▸ **提示テキスト**

青龍刀権次』は幕末~明治時代を舞台とする、
博徒が主人公の講談・浪曲の演目である。
私はいずれでもなく、落語―立川談志の音源で
聴いたことがあるのみで、浪曲で、生で拝聴す
るのは初めてである。



談志版(「談志百席」)は終始地語りで、ピストル
持った悪女が主人公となる「爆裂お玉」の前で終
わってしまうので、少々退屈である。


この「爆裂お玉」は、「爆弾お玉」のタイトルで、
1916年に小口忠が映画化している(日活、サイレント)。
キャスト他は、検索してみた程度では不明である。
しかし、梶芽衣子が演じれば絶対的にはまりそうな
キャラクターだと、多くの人が思うこと必定である。



『青龍刀権次』は、玉川太福さんが入門して三カ月で
逝去された二代目玉川福太郎師匠が得意としていた演
目である、とのこと。期待度はかなり高い。

(位置特定用アイテム)
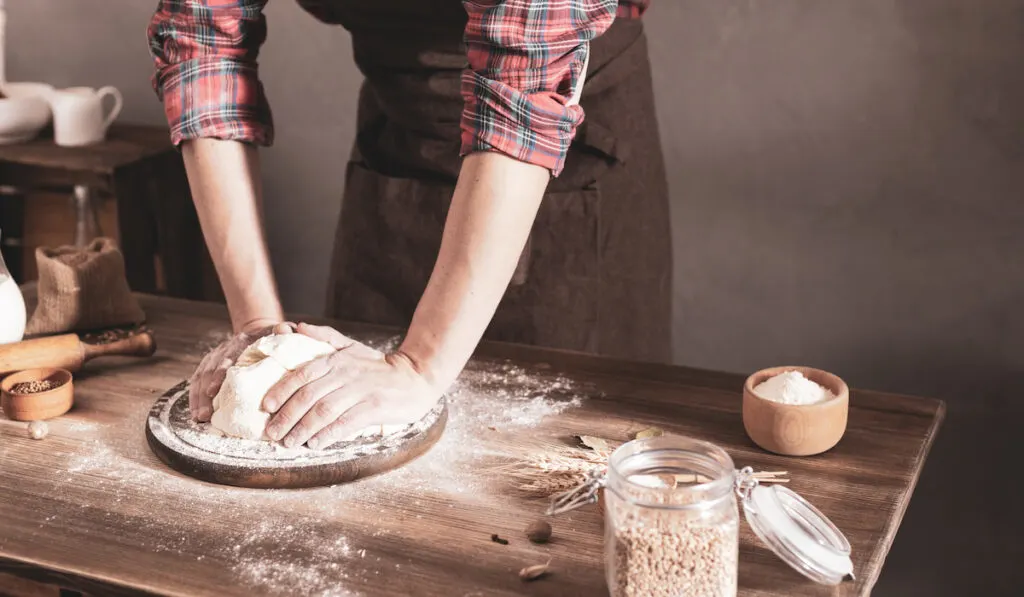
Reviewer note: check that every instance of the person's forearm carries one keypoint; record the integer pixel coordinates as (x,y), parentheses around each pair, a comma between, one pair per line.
(225,184)
(493,210)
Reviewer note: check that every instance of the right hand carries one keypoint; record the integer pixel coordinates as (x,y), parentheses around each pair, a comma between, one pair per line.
(205,383)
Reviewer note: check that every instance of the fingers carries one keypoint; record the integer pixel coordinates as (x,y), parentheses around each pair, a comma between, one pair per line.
(294,380)
(326,334)
(322,415)
(344,426)
(204,385)
(298,397)
(284,328)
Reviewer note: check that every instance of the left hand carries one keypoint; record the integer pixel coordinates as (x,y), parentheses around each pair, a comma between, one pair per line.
(335,396)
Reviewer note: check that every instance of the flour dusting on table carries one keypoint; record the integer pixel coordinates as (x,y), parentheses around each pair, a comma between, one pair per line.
(273,549)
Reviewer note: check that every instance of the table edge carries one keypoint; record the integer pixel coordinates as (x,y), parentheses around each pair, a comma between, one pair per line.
(878,559)
(52,573)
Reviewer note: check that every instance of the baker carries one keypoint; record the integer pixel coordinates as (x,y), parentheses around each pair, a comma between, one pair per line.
(477,201)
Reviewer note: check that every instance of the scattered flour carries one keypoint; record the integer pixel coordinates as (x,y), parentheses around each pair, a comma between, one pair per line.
(294,541)
(792,387)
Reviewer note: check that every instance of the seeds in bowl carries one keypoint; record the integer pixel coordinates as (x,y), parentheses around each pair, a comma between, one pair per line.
(34,387)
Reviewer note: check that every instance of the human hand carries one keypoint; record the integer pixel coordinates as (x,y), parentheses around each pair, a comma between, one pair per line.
(206,381)
(335,396)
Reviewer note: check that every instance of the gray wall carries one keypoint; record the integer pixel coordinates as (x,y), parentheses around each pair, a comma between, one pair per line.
(847,192)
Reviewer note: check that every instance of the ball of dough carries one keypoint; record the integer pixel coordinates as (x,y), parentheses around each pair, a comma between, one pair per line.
(239,406)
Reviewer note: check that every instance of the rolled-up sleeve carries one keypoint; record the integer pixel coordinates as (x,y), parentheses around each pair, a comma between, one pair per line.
(206,71)
(526,65)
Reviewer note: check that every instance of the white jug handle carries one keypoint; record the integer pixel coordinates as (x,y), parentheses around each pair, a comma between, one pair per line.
(118,103)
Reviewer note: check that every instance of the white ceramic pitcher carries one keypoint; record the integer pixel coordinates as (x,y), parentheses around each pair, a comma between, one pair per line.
(78,115)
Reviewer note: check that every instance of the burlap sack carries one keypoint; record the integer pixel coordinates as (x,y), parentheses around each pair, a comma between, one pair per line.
(82,289)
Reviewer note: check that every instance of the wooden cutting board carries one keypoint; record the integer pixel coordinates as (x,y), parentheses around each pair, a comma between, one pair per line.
(192,449)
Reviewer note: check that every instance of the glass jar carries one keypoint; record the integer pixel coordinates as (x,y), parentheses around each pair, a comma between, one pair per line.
(672,521)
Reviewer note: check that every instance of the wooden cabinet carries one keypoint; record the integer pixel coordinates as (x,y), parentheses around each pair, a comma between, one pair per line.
(138,185)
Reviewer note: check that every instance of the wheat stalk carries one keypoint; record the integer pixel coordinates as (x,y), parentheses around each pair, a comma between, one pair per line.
(546,470)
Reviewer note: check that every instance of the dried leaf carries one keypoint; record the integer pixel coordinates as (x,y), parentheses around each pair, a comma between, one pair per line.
(671,481)
(534,572)
(651,432)
(594,442)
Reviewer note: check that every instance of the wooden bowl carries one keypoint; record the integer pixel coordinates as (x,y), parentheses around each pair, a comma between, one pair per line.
(37,406)
(796,429)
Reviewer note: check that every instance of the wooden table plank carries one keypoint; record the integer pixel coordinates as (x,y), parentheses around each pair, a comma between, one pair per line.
(92,508)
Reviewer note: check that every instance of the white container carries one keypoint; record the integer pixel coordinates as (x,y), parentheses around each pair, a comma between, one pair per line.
(12,313)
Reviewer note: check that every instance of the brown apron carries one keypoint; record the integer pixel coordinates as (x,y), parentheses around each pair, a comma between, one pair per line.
(596,273)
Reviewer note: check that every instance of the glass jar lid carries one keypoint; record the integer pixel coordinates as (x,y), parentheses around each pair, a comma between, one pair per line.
(799,534)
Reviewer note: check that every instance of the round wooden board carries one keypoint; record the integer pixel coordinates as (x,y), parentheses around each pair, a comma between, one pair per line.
(183,445)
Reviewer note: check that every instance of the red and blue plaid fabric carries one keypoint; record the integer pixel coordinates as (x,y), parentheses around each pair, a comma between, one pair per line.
(526,58)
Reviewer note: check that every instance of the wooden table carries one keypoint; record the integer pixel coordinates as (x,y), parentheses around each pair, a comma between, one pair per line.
(138,168)
(90,508)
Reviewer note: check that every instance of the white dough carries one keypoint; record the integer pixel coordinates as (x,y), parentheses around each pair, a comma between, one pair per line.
(238,408)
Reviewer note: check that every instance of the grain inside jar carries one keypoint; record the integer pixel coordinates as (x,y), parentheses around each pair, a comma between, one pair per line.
(672,525)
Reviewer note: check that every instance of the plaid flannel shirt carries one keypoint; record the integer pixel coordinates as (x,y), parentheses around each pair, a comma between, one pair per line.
(526,64)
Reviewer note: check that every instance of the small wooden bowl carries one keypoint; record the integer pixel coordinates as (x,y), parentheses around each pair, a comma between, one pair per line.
(38,406)
(796,429)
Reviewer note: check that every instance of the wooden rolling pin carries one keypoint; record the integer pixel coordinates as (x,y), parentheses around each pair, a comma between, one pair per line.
(69,351)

▸ **作業内容**
上の『青龍刀権次』に関する文章のうち、「青龍刀権次』は幕末~明治時代を舞台とする、」から「わってしまうので、少々退屈である。」までを両端も含めて、一字一句変えずに再掲してください。

▸ **解答例**
青龍刀権次』は幕末~明治時代を舞台とする、
博徒が主人公の講談・浪曲の演目である。
私はいずれでもなく、落語―立川談志の音源で
聴いたことがあるのみで、浪曲で、生で拝聴す
るのは初めてである。



談志版(「談志百席」)は終始地語りで、ピストル
持った悪女が主人公となる「爆裂お玉」の前で終
わってしまうので、少々退屈である。